• REQUIRED WORK
• 1. The Celestica filing states the basis on which the report was signed on the registrant's behalf. Give that basis in one to three sentences.
• 2. List every statement in the Celestica filing that asks the registrant to indicate something by check mark.

• EXCERPT
* * * * * * *

FORM 6-K

 

SECURITIES AND EXCHANGE COMMISSION

Washington, D.C. 20549

 

Report of Foreign Private Issuer

Pursuant to Rule 13a-16 or 15d-16

under the Securities Exchange Act of 1934

 

For the month of November, 2020

 

001-14832

(Commission File Number)

 

 

 

CELESTICA INC.

(Translation of registrant’s name into English)

 

 

 

5140 Yonge Street, Suite 1900

Toronto, Ontario

Canada M2N 6L7

(416) 448-5800

(Address of principal executive offices)

 

Indicate by check mark whether the registrant files or will file annual reports under cover of Form 20-F or Form 40-F:

 

Form 20-F  x Form 40-F  o

 

Indicate by check mark whether the registrant is submitting the Form 6-K in paper as permitted by Regulation S-T Rule 101(b)(1): o

 

Indicate by check mark whether the registrant is submitting the Form 6-K in paper as permitted by Regulation S-T Rule 101(b)(7): o

 

 

 

 

 

Furnished Herewith (and incorporated by reference herein)

 

Exhibit No.   Description
     
99.1   Press Release, dated November 19, 2020, announcing TSX acceptance of Celestica’s notice to launch a normal course issuer bid

 

The information contained in Exhibit 99.1 of this Form 6-K is not incorporated by reference into any registration statement (or into any prospectus that forms a part thereof) filed by Celestica Inc. with the Securities and Exchange Commission.

 

 

 

 

SIGNATURES

 

Pursuant to the requirements of the Securities Exchange Act of 1934, the registrant has duly caused this report to be signed on its behalf by the undersigned, thereunto duly authorized.

 

    CELESTICA INC.
     
Date:  November 19, 2020 By: /s/  Robert Ellis
     Robert Ellis
     General Counsel and Corporate Secretary

 

 

 

 

EXHIBIT INDEX

 

Exhibit No.   Description
     
99.1   Press Release, dated November 19, 2020, announcing TSX acceptance of Celestica’s notice to launch a normal course issuer bid

 

 

 

 

 

 

Exhibit 99.1

 

  

 

FOR IMMEDIATE RELEASE November 19, 2020

 

CELESTICA ANNOUNCES TSX ACCEPTANCE OF NORMAL COURSE ISSUER BID

 

TORONTO, Canada - Celestica Inc. (NYSE: CLS)(TSX: CLS), a leader in design, manufacturing and supply chain solutions for the world's most innovative companies, today announced the Toronto Stock Exchange (the TSX) has accepted the Company's notice to launch a Normal Course Issuer Bid (the Bid).

* * * * * * *

• GIVEN DATA
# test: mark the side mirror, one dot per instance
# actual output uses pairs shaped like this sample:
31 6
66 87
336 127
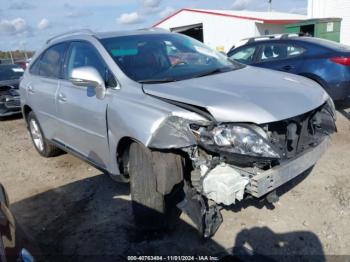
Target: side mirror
89 76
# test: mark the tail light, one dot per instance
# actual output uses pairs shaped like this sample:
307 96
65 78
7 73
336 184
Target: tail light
341 60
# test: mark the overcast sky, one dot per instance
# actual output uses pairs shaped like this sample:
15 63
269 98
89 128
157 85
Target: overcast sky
28 23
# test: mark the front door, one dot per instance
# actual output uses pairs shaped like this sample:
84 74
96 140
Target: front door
82 115
42 87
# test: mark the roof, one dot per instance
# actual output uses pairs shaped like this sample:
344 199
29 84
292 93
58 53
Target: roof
264 17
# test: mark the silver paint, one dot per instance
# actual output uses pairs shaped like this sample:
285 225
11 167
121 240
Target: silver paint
94 127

* * * * * * *

• SOLUTIONS PER TASK
• 1. The registrant had the report signed to meet the requirements of the Securities Exchange Act of 1934. It was signed on its behalf by the undersigned, Robert Ellis, General Counsel and Corporate Secretary, who was duly authorized to do so.

• 2.
- Whether the registrant files or will file annual reports under cover of Form 20-F or Form 40-F.
- Whether the registrant is submitting the Form 6-K in paper as permitted by Regulation S-T Rule 101(b)(1).
- Whether the registrant is submitting the Form 6-K in paper as permitted by Regulation S-T Rule 101(b)(7).